YOUR GOAL
List every line of the entries below that contains the word "reflection". Case counts, so only lines with that same capitalization match.

EXERCISE INPUTS
--- Start ---

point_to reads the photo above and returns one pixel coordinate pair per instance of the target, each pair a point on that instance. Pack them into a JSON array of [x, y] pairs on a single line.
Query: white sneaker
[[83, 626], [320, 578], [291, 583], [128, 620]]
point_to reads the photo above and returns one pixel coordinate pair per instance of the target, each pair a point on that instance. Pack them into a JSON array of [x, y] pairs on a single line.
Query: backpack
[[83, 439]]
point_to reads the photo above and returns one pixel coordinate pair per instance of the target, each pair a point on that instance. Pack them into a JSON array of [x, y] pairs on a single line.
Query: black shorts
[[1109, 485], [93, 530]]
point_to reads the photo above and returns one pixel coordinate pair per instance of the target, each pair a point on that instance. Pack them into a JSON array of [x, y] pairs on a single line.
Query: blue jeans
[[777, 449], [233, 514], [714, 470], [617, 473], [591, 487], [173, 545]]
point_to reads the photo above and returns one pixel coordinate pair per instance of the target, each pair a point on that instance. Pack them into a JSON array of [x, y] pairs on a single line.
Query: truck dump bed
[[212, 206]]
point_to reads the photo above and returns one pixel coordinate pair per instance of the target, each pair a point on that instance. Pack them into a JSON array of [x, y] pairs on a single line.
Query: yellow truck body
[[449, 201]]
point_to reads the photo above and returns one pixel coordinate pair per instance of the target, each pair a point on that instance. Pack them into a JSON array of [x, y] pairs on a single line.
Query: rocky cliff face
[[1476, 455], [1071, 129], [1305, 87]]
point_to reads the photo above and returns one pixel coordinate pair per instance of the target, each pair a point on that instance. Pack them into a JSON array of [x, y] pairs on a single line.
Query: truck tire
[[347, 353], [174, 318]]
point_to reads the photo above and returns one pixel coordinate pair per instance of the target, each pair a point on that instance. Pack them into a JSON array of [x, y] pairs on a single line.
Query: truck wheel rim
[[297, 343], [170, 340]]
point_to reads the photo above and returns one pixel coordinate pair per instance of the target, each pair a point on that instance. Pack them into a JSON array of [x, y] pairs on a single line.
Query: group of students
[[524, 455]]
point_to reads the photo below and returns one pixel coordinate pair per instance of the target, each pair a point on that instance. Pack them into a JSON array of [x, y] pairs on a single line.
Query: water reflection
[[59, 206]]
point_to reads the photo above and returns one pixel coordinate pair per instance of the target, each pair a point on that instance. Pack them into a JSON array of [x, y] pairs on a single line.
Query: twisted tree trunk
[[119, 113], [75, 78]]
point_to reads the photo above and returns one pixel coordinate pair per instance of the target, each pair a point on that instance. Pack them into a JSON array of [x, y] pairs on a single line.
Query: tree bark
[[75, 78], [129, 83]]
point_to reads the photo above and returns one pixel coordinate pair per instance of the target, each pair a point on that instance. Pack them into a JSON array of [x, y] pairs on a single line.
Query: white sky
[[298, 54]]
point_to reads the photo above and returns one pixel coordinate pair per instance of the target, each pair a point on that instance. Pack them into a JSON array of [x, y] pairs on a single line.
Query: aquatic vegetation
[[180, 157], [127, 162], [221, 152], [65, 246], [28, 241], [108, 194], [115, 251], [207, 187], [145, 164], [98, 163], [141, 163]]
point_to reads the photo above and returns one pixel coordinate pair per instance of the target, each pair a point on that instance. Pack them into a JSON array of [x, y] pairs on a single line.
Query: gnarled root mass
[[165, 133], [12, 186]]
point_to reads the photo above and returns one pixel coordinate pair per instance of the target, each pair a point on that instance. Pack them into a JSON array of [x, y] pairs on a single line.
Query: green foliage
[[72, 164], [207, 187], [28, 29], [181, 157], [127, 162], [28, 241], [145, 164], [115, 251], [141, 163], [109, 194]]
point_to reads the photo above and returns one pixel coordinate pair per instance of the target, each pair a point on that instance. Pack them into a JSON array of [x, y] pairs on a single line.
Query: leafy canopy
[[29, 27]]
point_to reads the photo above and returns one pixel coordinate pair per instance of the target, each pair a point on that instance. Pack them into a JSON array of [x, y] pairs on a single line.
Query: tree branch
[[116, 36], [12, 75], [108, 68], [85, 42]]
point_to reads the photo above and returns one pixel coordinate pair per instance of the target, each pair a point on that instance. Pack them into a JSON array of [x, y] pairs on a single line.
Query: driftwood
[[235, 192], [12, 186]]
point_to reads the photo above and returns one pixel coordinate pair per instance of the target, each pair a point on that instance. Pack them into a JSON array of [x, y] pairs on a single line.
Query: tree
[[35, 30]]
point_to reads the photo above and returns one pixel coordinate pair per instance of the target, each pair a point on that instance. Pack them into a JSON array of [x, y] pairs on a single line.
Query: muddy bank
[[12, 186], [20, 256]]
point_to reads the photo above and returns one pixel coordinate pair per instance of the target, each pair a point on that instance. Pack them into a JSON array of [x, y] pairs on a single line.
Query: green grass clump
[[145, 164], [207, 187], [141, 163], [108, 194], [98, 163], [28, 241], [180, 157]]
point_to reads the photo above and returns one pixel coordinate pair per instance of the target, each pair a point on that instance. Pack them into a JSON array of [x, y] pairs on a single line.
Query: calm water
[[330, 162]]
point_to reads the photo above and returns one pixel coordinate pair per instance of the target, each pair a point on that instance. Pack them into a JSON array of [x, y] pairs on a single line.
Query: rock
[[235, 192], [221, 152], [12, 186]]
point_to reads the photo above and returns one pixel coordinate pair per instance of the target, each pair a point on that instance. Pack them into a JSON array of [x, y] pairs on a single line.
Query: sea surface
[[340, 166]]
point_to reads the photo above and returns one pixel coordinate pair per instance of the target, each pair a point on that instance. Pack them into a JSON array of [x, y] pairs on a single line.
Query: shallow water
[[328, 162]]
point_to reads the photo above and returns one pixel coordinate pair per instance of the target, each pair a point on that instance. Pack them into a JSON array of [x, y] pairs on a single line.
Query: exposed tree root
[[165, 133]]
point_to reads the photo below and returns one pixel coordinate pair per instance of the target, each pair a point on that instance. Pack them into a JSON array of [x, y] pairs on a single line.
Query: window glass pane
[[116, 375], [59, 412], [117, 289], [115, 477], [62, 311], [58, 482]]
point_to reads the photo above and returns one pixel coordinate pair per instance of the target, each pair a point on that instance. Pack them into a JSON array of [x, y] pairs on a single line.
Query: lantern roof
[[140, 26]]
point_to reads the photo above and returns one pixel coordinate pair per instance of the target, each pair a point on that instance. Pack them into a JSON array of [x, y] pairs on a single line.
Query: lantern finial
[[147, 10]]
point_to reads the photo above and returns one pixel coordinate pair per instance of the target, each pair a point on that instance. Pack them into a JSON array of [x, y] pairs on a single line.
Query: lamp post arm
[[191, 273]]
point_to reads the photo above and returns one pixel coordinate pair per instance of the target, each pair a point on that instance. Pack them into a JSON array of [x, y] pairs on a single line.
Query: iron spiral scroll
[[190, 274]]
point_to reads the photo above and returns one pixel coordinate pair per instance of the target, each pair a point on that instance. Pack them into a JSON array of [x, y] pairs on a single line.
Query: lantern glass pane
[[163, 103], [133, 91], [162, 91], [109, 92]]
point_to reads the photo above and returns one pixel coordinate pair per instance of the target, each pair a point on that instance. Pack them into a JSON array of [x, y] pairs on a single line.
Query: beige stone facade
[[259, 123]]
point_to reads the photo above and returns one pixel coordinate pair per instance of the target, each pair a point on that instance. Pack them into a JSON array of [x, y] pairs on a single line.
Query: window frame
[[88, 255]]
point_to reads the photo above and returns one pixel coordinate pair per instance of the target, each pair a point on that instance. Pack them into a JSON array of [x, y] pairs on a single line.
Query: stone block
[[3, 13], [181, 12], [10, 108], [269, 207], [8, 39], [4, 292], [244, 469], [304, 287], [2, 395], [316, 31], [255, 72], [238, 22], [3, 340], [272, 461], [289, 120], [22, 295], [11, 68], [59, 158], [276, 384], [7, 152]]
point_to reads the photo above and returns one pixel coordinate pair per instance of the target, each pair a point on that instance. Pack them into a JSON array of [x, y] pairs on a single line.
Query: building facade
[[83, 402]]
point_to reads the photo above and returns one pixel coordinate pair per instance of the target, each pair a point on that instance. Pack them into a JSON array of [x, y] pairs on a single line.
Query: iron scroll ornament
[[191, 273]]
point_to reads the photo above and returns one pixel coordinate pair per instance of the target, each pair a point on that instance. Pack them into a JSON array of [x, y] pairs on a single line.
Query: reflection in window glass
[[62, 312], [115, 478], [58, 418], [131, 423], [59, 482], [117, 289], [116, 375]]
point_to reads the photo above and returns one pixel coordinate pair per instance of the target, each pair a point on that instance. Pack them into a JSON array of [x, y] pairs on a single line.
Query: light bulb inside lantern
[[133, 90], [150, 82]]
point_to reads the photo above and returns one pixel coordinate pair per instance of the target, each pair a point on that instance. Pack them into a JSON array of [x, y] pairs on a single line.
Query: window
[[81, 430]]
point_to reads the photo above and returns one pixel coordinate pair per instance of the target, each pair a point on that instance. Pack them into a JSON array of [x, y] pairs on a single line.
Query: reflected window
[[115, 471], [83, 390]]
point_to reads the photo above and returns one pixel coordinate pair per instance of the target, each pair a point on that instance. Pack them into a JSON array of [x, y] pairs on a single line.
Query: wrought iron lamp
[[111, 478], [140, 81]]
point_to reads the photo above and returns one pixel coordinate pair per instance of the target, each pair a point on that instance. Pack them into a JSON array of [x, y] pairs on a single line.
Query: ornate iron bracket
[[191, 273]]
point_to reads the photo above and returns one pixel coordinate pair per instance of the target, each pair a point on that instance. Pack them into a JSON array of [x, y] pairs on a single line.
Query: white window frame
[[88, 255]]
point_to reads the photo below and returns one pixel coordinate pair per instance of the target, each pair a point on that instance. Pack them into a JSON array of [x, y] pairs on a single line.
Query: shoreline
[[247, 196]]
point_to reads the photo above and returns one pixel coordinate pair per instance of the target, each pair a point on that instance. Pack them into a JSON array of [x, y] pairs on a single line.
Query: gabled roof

--- End ---

PROBLEM SOLUTION
Query: water reflection
Query: reflection in window glass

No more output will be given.